The honey locust trees that span North St. Clair Street next to downtown’s NBC tower may owe some of their girth to a 2,000-year-old agricultural practice from the Amazon.

In 2011 landscape architect Bernie Jacobs of Jacobs/Ryan Associates, the site’s designers, had recently learned about biochar — a rich, charcoal-black fertilizer made by pyrolysis, or burning without oxygen. Deep in the heart of a burning brush pile, for example, extreme heat separates organic matter into liquids, gas and a solid called biochar. Because there is no oxygen, however, the process creates no carbon dioxide. Instead, biochar traps carbon.

“It seemed like a beautifully ecological and non-chemical fertilizer,” Jacobs said. He had seen evidence that biochar improved agricultural productivity, but nothing for landscaping. “We took a leap of faith.”

In the first year the honey locusts grew 24 inches, or about twice what Jacobs expected. Two years later, “They have continued to grow like frickin’ weeds,” he said.

Urban soils often lack carbon and struggle to sustain the diverse microbial communities that are essential to plant growth. Essentially charcoal, biochar is loaded with carbon and fosters microorganisms so well that it has been called a coral reef for soil.

Record extracts:
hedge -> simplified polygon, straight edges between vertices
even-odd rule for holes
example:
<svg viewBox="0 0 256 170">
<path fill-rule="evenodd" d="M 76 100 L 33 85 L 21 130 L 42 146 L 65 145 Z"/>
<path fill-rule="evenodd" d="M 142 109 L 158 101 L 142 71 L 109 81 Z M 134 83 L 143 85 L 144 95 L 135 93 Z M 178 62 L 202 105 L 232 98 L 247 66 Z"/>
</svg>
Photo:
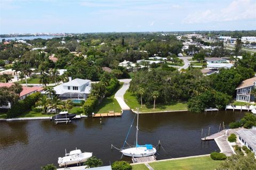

Directives:
- 1) In the biochar passage, list each thing that extreme heat separates organic matter into.
- 2) Pick up the biochar passage after its final sentence and continue writing it.

Results:
- 1) liquids, gas, biochar

- 2)
Jacobs is quick to note that every site is different, and that his project isn’t a scientific study. But the cost difference is negligible, he said, and “something is making those trees grow better.” He now uses biochar in most of his downtown landscaping projects, as well as in his own garden.

The potent fertilizer works best as an additive. Jacobs’ project on St. Clair used a soil mix that contains about 5 percent biochar.

He gets it from West Loop’s Lake Street Supply. Mark Moxley, managing partner at Lake Street Supply, gets the biochar from a farmer downstate, who he said has a trailer-sized pyrolizer. Moxley said he’d like to get his own 5,000 square foot pyrolizer. The heat from such a device, which is essentially a large oven, could heat Lake Street Supply during the winter.

Mark Moxley sifts through biochar at Lake Street Supply. (WBEZ/Chris Bentley)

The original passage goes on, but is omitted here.